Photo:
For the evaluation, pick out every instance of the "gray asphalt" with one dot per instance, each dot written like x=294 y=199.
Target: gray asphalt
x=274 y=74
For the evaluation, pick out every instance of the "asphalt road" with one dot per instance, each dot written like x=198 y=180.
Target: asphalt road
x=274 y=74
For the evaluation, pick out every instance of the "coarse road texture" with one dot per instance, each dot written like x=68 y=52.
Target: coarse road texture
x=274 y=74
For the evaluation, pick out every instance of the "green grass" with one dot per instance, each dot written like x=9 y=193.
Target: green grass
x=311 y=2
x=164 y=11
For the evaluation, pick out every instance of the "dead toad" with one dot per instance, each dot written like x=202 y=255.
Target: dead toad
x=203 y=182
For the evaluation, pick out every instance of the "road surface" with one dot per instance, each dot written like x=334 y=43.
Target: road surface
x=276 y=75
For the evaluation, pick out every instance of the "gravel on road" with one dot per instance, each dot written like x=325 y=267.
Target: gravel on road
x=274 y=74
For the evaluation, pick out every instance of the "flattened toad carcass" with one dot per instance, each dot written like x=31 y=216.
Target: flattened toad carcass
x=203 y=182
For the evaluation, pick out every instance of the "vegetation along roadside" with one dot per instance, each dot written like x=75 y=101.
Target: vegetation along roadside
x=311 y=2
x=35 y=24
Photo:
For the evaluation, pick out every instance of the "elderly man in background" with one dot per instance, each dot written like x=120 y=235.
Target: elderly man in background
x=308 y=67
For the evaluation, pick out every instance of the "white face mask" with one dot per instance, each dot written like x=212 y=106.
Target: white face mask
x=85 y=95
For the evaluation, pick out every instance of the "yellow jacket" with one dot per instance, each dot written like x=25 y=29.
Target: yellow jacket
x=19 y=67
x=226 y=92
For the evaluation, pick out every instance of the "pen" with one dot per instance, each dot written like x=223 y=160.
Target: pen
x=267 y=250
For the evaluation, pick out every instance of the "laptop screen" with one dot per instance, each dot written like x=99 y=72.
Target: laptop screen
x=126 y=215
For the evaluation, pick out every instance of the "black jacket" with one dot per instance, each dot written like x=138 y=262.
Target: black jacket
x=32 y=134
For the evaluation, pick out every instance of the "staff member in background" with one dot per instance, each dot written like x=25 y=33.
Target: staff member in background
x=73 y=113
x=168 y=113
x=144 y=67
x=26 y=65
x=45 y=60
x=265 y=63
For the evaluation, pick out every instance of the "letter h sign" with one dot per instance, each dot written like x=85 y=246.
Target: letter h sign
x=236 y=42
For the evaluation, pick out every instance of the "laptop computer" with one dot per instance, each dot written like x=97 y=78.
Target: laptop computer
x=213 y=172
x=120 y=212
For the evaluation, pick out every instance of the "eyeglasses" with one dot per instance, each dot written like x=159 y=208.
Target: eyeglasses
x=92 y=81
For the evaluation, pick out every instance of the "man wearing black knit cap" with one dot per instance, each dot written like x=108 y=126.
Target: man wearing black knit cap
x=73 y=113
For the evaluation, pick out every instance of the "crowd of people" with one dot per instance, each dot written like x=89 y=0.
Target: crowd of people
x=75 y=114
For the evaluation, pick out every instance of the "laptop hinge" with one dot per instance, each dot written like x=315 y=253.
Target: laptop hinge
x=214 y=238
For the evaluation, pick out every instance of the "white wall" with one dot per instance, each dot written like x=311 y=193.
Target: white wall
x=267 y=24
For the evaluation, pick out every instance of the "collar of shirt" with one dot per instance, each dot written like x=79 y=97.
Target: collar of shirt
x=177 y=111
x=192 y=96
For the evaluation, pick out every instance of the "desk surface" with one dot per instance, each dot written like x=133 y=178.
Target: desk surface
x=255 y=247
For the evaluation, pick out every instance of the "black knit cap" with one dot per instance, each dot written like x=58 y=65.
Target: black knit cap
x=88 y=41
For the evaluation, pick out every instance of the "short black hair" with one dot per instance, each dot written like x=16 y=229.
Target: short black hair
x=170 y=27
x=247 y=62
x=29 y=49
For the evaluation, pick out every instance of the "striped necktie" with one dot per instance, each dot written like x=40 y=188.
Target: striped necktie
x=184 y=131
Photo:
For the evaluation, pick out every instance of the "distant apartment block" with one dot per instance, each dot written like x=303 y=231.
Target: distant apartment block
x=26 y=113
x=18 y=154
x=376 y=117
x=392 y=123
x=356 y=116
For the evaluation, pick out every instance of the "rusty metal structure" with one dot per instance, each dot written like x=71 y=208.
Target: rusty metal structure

[Task brief]
The records above should be restated word for word, please.

[Exercise solution]
Photo:
For the evaluation, pick out every instance of the "gray asphalt" with one dot per instance, each dot written like x=294 y=199.
Target: gray asphalt
x=274 y=74
For the evaluation, pick out every instance of the "asphalt road" with one dot per instance, each dot written like x=198 y=180.
Target: asphalt road
x=274 y=74
For the evaluation, pick out every instance of the "coarse road texture" with one dot per instance, each dot written like x=68 y=52.
Target: coarse road texture
x=274 y=74
For the evaluation, pick out every instance of the "green grass" with one dot per instance, each dot written like x=9 y=193.
Target: green grass
x=311 y=2
x=164 y=11
For the evaluation, pick out every instance of the "dead toad" with one dot per instance, each dot written like x=202 y=255.
Target: dead toad
x=203 y=182
For the evaluation, pick out every instance of the "road surface" with one dot per instance, each dot written like x=334 y=43.
Target: road surface
x=276 y=75
For the evaluation, pick out every instance of the "gravel on road" with one dot per instance, each dot written like x=325 y=267.
Target: gravel on road
x=274 y=74
For the evaluation, pick out every instance of the "flattened toad carcass" with one dot per instance, each dot written like x=31 y=216.
Target: flattened toad carcass
x=203 y=182
For the evaluation, pick out every instance of the "vegetation along roadside" with one dot per instance, each dot written like x=75 y=101.
Target: vegetation along roadside
x=311 y=2
x=35 y=24
Photo:
For the evaluation, pick out every instance of the "elderly man in background" with one dot per instance, each dot written like x=120 y=235.
Target: elderly man in background
x=308 y=67
For the evaluation, pick out every instance of the "white face mask" with one dot per instance, each dot written like x=212 y=106.
Target: white face mask
x=85 y=95
For the evaluation, pick out every instance of the "yellow jacket" with one dot per instance, each dot written like x=25 y=29.
Target: yellow jacket
x=19 y=67
x=226 y=92
For the evaluation, pick out every instance of the "pen" with one dot per instance, each dot written like x=223 y=160.
Target: pen
x=267 y=250
For the evaluation, pick out every instance of the "laptop screen" with one dot per instance, each dot written like x=99 y=72.
Target: laptop screen
x=126 y=215
For the evaluation, pick out every instance of the "black jacket" with one dot per instance, each dot written like x=138 y=262.
Target: black jacket
x=32 y=134
For the evaluation, pick out every instance of the "staff member in background" with one dot per instance, each dot written like x=25 y=33.
Target: staff member in background
x=73 y=113
x=168 y=113
x=144 y=67
x=26 y=65
x=45 y=60
x=265 y=63
For the evaluation, pick out every instance of the "letter h sign" with one dot per instance, each dot written like x=85 y=246.
Target: letter h sign
x=236 y=42
For the evaluation, pick out every instance of the "laptop computer" with one dot per instance, each dot written like x=97 y=78.
Target: laptop computer
x=213 y=172
x=120 y=212
For the evaluation, pick out every instance of the "eyeglasses" with one dot per instance, each dot written like x=159 y=208.
Target: eyeglasses
x=92 y=81
For the evaluation, pick out every instance of the "man wearing black knit cap" with one dot per instance, each dot written like x=108 y=126.
Target: man wearing black knit cap
x=73 y=113
For the evaluation, pick out every instance of the "crowd of people" with one dot per instance, each dot written like x=89 y=0.
Target: crowd of people
x=75 y=114
For the evaluation, pick out every instance of the "laptop hinge" with one dot per instance, each dot written like x=315 y=253.
Target: laptop hinge
x=214 y=238
For the evaluation, pick out every instance of the "white wall" with one dot per instance, each dot written like x=311 y=193.
Target: white wall
x=267 y=24
For the evaluation, pick out every instance of the "collar of shirt" with one dot per instance, each dot written like x=79 y=97.
Target: collar of shirt
x=177 y=111
x=192 y=96
For the evaluation, pick out every instance of the "desk surface" with one dot per instance, each dot written like x=133 y=178.
Target: desk surface
x=255 y=247
For the evaluation, pick out every instance of the "black knit cap" with one dot per instance, each dot written like x=58 y=65.
Target: black knit cap
x=88 y=41
For the evaluation, pick out every instance of the "short black hair" with one dot per instance, each dot written like x=16 y=229.
Target: short black hair
x=170 y=27
x=247 y=62
x=29 y=49
For the evaluation, pick out every instance of the "striped necktie" with one dot per instance, each dot written like x=40 y=188.
Target: striped necktie
x=184 y=131
Photo:
For the evaluation, pick out every instance of the "distant apartment block" with one dot per instance, each dot written like x=303 y=231.
Target: distant apartment block
x=26 y=113
x=18 y=154
x=376 y=117
x=392 y=123
x=356 y=116
For the evaluation, pick out every instance of the "rusty metal structure" with one dot per instance, each dot written like x=71 y=208.
Target: rusty metal structure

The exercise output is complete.